** start **

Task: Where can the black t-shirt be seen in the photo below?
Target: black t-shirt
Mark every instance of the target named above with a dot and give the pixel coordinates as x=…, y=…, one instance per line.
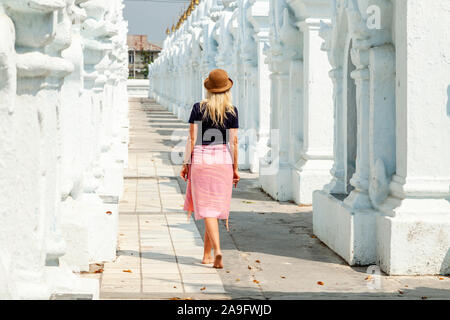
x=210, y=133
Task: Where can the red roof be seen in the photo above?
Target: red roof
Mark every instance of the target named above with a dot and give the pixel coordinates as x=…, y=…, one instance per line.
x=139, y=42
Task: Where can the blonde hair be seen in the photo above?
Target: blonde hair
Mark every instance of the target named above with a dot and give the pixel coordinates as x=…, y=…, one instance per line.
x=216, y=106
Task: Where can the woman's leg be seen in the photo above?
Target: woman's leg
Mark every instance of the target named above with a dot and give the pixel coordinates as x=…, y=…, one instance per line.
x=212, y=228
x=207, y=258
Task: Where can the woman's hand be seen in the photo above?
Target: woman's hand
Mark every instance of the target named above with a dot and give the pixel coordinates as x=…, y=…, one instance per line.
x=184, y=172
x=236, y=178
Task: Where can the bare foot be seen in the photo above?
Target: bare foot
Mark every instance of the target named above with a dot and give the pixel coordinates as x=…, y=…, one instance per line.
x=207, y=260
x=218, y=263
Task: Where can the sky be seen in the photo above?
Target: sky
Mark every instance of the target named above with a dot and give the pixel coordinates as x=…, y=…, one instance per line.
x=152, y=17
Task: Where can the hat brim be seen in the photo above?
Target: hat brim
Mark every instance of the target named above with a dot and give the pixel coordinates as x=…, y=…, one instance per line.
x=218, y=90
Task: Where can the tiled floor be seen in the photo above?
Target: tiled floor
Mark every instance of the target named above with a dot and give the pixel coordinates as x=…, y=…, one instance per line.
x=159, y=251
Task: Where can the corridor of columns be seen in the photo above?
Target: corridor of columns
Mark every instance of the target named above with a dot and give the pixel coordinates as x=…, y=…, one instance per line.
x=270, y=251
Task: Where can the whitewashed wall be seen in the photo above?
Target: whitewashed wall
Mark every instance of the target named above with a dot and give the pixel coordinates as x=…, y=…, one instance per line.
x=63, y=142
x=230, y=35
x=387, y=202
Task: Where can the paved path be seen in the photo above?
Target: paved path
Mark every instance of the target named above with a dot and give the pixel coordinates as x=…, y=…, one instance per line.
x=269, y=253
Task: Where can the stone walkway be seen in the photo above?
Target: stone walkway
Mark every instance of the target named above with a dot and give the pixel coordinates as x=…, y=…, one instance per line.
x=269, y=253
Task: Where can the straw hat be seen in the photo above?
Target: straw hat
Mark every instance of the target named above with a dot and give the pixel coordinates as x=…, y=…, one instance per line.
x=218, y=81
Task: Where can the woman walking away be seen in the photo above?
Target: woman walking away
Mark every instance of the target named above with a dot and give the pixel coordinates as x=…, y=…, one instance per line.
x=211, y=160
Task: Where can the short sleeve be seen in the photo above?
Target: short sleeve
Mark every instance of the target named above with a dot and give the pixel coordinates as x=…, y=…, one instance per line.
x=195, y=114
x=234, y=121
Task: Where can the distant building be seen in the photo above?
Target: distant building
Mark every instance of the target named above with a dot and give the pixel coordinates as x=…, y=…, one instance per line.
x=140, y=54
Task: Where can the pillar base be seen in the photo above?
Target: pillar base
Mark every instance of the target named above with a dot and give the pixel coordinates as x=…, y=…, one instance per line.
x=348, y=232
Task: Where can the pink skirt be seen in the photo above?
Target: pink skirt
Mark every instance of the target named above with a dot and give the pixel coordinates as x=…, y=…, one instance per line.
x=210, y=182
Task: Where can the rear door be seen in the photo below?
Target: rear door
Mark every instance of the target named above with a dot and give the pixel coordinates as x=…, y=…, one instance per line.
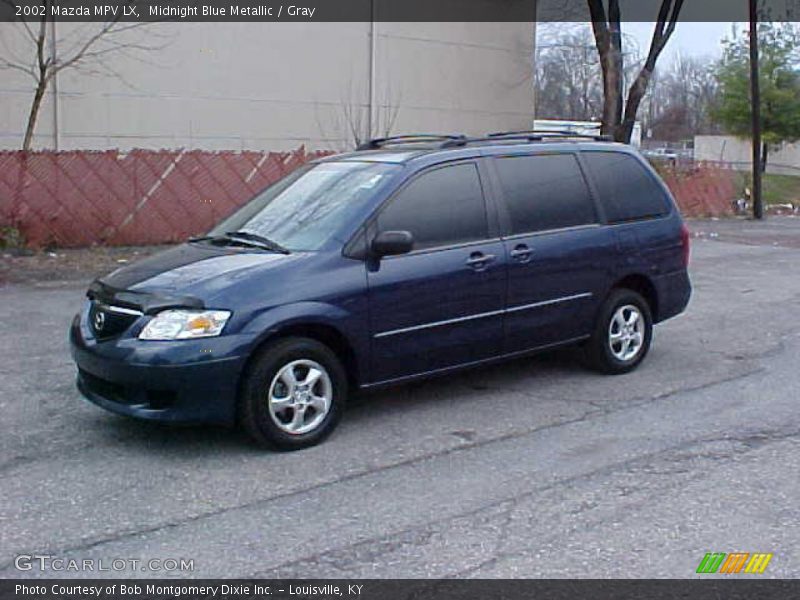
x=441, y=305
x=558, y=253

** end **

### GIVEN PROBLEM
Rewrite all of the lines above, replacing "pixel coordinates" with "image coordinates" and changing nothing else. Leave the pictures out of your answer.

### RESPONSE BELOW
Task: Where can the black t-shirt be seen in the photo below?
Target: black t-shirt
Mark every instance of the target named above with a dot and give the image coordinates as x=…, y=…, one instance per line.
x=210, y=133
Task: Where can the red roof be seen in the photo above?
Target: red roof
Mark every instance of the target named above with a dot and give the image coordinates as x=…, y=…, one instance per line.
x=139, y=42
Task: Where can the blonde hair be seen in the photo above?
Target: blonde hair
Mark every instance of the target named above with a dot and give the image coordinates as x=…, y=…, one instance per line.
x=216, y=106
Task: Where can the woman's leg be seen in the photo above?
Target: woman's leg
Mark every instance of the target named above with a dot and give the image coordinates as x=…, y=…, one instance per line.
x=212, y=228
x=207, y=258
Task: Where can the woman's hand be seen in the photo above?
Target: woman's hand
Mark every instance of the target named above with a dot and give the image coordinates as x=…, y=…, one instance per line.
x=184, y=172
x=236, y=178
Task: Where can the bare foot be seen in the photo above?
Target: bare foot
Mark every instance of the target named above with a dot and give the image coordinates as x=…, y=…, one instance per line.
x=207, y=260
x=218, y=263
Task: Where can the sky be seen in the photo above?
Target: sky
Mark every instance of the target named above with a dot and give the image coordinates as x=…, y=…, one instance per line.
x=152, y=17
Task: Where can the hat brim be seen in the photo above?
Target: hat brim
Mark every instance of the target named above with a dot and give the image coordinates as x=…, y=…, one instance per line.
x=218, y=90
Task: Where can the tiled floor be seen in the photo above?
Target: tiled floor
Mark every instance of the target named above with a dot and give the image coordinates as x=…, y=…, one instance per line.
x=159, y=251
Task: Where can the corridor of columns be seen in the photo above?
Target: corridor of columns
Mark every instance of the target named above with a dot and give the image coordinates as x=…, y=…, one instance per line.
x=270, y=251
Task: Where can the whitewashed wall be seen in the photo above?
Target: whitewashed wall
Mark every instance of the target named above with a dot and give the image coordinates as x=…, y=…, one instance per line.
x=63, y=142
x=230, y=35
x=387, y=202
Task: Where can the paved path be seen in the photo above?
Target: paved path
Mark every instance of the target named above with a dot and give the image coordinates as x=…, y=…, one instance per line.
x=269, y=253
Task: Where can the stone walkway be seen in the photo above?
Target: stone walkway
Mark every instance of the target named above with a dot and give the image coordinates as x=…, y=…, one instance per line.
x=269, y=253
Task: Where can the straw hat be seen in the photo above?
Target: straw hat
Mark every instance of the target named above with a dot and give the image coordinates as x=…, y=…, one instance per line.
x=218, y=81
Task: Where can the woman walking away be seen in the photo above?
Target: woman walking away
Mark every instance of the target named above with a dot and give the image coordinates as x=…, y=…, one instance per line.
x=211, y=160
Task: Where can the short sleeve be seen in the photo above?
Target: short sleeve
Mark every instance of the target named above with a dot and give the image coordinates as x=…, y=…, one instance per line.
x=195, y=114
x=234, y=121
Task: Where can the distant building be seen in the photo above?
Target: distant building
Mark every instance of the target named above with a dot and give the image coordinates as x=…, y=…, one instance per line.
x=140, y=54
Task: Where can the pillar base be seen in the photo above?
Target: pillar base
Mark every instance of the target named above with a dot and give the image coordinates as x=…, y=…, one instance per line.
x=348, y=232
Task: Where can the pink skirt be seen in the photo above?
Target: pink skirt
Mark every instance of the target named above with a dot and give the image coordinates as x=…, y=…, one instance per line.
x=210, y=182
Task: Where can the rear door be seen in the photo below?
Target: rear door
Mark every instance of the target named above with a dot and give the image coordinates as x=…, y=…, one instance per line.
x=441, y=305
x=558, y=253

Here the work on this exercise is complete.